# Instructions to follow
Please output each of the rows below word for word, with nothing left out or changed.
### Source data
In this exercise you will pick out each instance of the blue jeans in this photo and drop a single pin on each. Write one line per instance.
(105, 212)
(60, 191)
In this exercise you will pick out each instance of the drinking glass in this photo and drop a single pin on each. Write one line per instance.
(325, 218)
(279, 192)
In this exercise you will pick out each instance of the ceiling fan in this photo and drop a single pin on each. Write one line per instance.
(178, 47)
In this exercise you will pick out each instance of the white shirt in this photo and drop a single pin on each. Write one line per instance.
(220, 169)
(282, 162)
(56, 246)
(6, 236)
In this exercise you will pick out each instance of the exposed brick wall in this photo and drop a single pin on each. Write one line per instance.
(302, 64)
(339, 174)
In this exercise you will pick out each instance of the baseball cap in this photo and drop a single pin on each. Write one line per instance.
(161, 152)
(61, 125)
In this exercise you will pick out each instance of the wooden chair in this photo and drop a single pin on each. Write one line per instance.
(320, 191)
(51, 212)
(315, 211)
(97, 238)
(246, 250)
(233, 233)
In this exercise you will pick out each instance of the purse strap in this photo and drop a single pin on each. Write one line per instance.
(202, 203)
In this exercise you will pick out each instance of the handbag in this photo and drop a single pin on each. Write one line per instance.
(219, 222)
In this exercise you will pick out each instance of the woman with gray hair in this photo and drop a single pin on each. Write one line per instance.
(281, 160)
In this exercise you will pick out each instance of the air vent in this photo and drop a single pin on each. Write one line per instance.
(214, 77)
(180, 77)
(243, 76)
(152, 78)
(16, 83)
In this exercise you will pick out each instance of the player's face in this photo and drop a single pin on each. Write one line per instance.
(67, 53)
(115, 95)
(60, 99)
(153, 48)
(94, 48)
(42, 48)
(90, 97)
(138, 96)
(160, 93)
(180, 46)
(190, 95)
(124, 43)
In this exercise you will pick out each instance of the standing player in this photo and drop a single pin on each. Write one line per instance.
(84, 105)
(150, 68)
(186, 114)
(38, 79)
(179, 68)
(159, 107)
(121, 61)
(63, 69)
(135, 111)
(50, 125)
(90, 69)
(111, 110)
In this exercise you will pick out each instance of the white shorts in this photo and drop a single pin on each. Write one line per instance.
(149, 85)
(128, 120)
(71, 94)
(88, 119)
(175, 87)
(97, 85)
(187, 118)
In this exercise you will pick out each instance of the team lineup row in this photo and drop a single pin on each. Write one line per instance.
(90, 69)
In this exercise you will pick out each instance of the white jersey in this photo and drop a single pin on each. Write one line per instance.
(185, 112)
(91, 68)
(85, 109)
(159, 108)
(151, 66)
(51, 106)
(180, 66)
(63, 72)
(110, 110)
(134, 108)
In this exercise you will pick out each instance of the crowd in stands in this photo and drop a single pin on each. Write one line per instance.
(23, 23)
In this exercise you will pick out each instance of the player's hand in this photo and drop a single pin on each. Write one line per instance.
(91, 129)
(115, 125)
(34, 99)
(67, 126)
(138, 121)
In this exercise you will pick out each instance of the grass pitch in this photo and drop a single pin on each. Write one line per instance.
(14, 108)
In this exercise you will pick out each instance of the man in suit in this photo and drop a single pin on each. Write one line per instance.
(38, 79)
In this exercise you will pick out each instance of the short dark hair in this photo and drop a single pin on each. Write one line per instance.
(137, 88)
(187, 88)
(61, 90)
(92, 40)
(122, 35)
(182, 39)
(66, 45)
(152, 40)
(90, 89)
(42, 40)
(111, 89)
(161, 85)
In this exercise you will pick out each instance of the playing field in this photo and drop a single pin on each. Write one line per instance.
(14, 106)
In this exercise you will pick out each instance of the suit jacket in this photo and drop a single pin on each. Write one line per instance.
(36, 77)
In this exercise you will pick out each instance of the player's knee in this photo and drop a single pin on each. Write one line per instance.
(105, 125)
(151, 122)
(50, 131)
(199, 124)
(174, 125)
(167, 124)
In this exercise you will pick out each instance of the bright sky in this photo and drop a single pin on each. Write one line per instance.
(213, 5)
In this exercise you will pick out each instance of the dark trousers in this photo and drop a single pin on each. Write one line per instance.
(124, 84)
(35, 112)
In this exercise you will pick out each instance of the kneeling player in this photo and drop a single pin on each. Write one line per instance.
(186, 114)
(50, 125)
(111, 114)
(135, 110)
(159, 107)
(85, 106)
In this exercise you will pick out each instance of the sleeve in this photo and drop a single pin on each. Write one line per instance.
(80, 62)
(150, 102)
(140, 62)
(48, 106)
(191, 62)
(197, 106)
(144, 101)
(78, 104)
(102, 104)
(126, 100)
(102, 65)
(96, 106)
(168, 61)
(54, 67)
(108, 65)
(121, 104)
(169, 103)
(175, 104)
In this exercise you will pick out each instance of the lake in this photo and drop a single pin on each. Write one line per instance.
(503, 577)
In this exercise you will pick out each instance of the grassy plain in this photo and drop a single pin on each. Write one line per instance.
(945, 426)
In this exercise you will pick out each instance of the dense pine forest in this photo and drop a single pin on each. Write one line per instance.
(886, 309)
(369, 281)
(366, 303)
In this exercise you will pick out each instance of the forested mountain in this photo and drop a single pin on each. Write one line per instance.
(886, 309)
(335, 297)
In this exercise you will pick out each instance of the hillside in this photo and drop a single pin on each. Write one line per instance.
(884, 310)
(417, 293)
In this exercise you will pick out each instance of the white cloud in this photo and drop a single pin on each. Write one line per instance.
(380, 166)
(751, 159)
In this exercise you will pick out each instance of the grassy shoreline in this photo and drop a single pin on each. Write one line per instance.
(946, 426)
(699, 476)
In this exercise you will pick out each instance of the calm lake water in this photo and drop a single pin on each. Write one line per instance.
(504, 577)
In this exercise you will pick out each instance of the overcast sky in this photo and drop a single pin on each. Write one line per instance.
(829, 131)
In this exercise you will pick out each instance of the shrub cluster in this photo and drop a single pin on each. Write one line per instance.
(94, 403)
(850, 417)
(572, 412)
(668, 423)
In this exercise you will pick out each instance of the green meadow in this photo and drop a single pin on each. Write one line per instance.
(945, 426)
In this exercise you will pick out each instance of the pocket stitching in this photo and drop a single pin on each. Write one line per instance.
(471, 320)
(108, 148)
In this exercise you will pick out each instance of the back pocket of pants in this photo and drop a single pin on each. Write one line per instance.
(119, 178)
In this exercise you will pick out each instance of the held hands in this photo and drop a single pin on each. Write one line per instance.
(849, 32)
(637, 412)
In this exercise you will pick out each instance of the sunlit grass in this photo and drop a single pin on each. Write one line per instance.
######
# Correct result
In this exercise you will pick out each instance of the blue jeans in this photo and drop a single pin on each. Write one line per instance.
(105, 212)
(60, 191)
In this exercise you will pick out each instance of the drinking glass in this photo and drop a single pin on each. Write one line per instance.
(325, 218)
(279, 192)
In this exercise you will pick out each instance of the ceiling fan in this photo and drop a single pin on each. Write one line per instance.
(178, 47)
In this exercise you will pick out each instance of the white shirt in this photo and drop a single pin on each. Write one line per instance.
(220, 169)
(282, 162)
(56, 246)
(6, 236)
In this exercise you will pick out each instance of the exposed brick wall in this photo and drop a single pin on each. Write one line per instance.
(302, 64)
(339, 174)
In this exercise you will pick out each instance of the baseball cap in this photo and drop a single pin on each. Write one line per instance.
(161, 152)
(61, 125)
In this exercise you will pick out each instance of the wooden chair in this photo and drop a single pin on each. Write one line per instance.
(320, 191)
(51, 212)
(315, 211)
(97, 238)
(246, 250)
(233, 233)
In this exercise you will pick out each instance of the purse strap in this photo and drop a single pin on each. Write one line per instance.
(202, 203)
In this exercise you will pick out each instance of the handbag in this photo and drop a single pin on each. Write one line per instance.
(219, 222)
In this exercise you will pick out each instance of the woman with gray hair in this photo and drop a single pin on each. Write one line per instance.
(281, 160)
In this exercise you will pick out each instance of the air vent in this photo and drop a single pin on each. Write one line per instance.
(214, 77)
(180, 77)
(243, 76)
(152, 78)
(16, 83)
In this exercise you will pick out each instance of the player's face in this photo and drop a single pin on each. Write one line per instance.
(67, 53)
(115, 95)
(60, 99)
(153, 48)
(94, 48)
(42, 48)
(90, 97)
(138, 96)
(160, 93)
(180, 46)
(190, 95)
(124, 43)
In this exercise you will pick out each instance of the standing player in this photo and drop a single pin on each. Write one line per instance.
(84, 105)
(150, 68)
(186, 114)
(38, 79)
(179, 68)
(159, 107)
(121, 61)
(63, 69)
(135, 111)
(50, 125)
(90, 69)
(111, 110)
In this exercise you will pick out each instance of the white shorts in this photo and drop a single pin on each. Write one line per instance.
(149, 85)
(128, 120)
(71, 94)
(88, 119)
(175, 87)
(97, 85)
(187, 118)
In this exercise you will pick out each instance of the team lineup row in this photo and drop a single pin on each. Write one line per instance.
(90, 69)
In this exercise you will pick out each instance of the white jersey in this photo and drop a single pin on each. Write one line per instance.
(185, 112)
(91, 68)
(85, 109)
(159, 108)
(151, 66)
(51, 106)
(180, 66)
(63, 72)
(110, 110)
(134, 108)
In this exercise you will pick out each instance of the crowd in stands in this photo and drop a single pin on each. Write one line per instance.
(23, 23)
In this exercise you will pick out each instance of the player's hand in this photo and drop a single pin on each. Write one line per instance.
(91, 129)
(115, 125)
(34, 99)
(67, 126)
(138, 121)
In this exercise you will pick out each instance of the grass pitch in this photo and drop a single pin on each. Write one line per instance.
(14, 108)
In this exercise you will pick out each instance of the man in suit in this photo and drop a single pin on each. Write one line per instance.
(38, 79)
In this exercise you will pick out each instance of the short dark hair in this photo and drop a single pin on each. Write one line per instance.
(137, 88)
(187, 88)
(61, 90)
(92, 40)
(122, 35)
(182, 39)
(66, 45)
(152, 40)
(90, 89)
(42, 40)
(111, 89)
(161, 85)
In this exercise you will pick out each instance of the playing field in this photo and drop a single pin on each. Write one line per instance.
(14, 106)
In this exercise you will pick out each instance of the suit jacket in this photo and drop a single pin on each. Write one line per instance.
(36, 77)
In this exercise you will pick out each instance of the player's knee in this photo and drop a single pin on each. Write one line per instance.
(105, 125)
(151, 122)
(50, 131)
(199, 124)
(174, 125)
(167, 124)
In this exercise you will pick out each instance of the bright sky in this photo and drop a single pin on each. Write one line per instance.
(213, 5)
In this exercise you will pick out each instance of the dark trousers in this photo and drop a single pin on each. Write one line per instance.
(124, 84)
(35, 112)
In this exercise you will pick out each instance of the kneeling player in this photo and drop a single pin on each. Write one line per instance.
(186, 114)
(50, 125)
(111, 114)
(135, 110)
(159, 107)
(85, 106)
In this exercise you will pick out each instance of the sleeve in this photo and drop a single pin on each. Write one line per instance.
(80, 62)
(150, 102)
(140, 62)
(48, 106)
(191, 62)
(197, 106)
(144, 101)
(78, 104)
(102, 104)
(126, 100)
(102, 65)
(96, 106)
(168, 61)
(54, 67)
(108, 65)
(121, 104)
(169, 103)
(175, 104)
In this exercise you will pick out each instance of the lake in this photo and drop a single pin on each. Write one line per instance.
(503, 577)
In this exercise you will pick out each instance of the grassy plain in this photo and drop a single pin on each. Write one line per instance.
(945, 426)
In this exercise you will pick out each instance of the dense pine forest in this photo and drop a single pin on each. Write one line per instance.
(886, 309)
(369, 281)
(366, 303)
In this exercise you will pick out each instance of the forested mountain in this photo and drop a single pin on each. Write one line per instance.
(886, 309)
(335, 297)
In this exercise you will pick out each instance of the hillside in this photo and drop a single pin on each. Write one line per instance.
(884, 310)
(417, 293)
In this exercise you will pick out each instance of the white cloud in this photo and drop a single pin on each. Write one line per instance.
(380, 166)
(751, 159)
In this exercise you will pick out each instance of the grassy shoreline in this photo and drop a single pin on each. Write one line per instance.
(946, 426)
(699, 476)
In this exercise you will pick out each instance of the calm lake water in this photo and drop a single pin on each. Write one line per instance.
(504, 577)
In this exercise you will pick out each instance of the overcast sky in this photo and drop a single pin on each. Write one line per instance.
(829, 131)
In this exercise you will pick out each instance of the shrub cluster in this photo and drop a single pin on each. Write one line per instance.
(94, 403)
(850, 417)
(572, 412)
(668, 423)
In this exercise you will pick out each instance of the green meadow in this photo and drop a single pin on each. Write one line per instance.
(945, 426)
In this exercise you will pick out each instance of the pocket stitching in this photo and drop a single pin on each. Write one line per instance.
(471, 320)
(108, 148)
In this exercise you will pick out each instance of the back pocket of pants in this photo and drop a single pin on each. Write one line per instance.
(119, 178)
In this exercise you will pick out each instance of the held hands in this photo and drop a single pin on each. Write one line per instance.
(849, 32)
(637, 412)
In this exercise you will pick out each instance of the sunlit grass in this photo and drop a single pin on each. Write one line per instance.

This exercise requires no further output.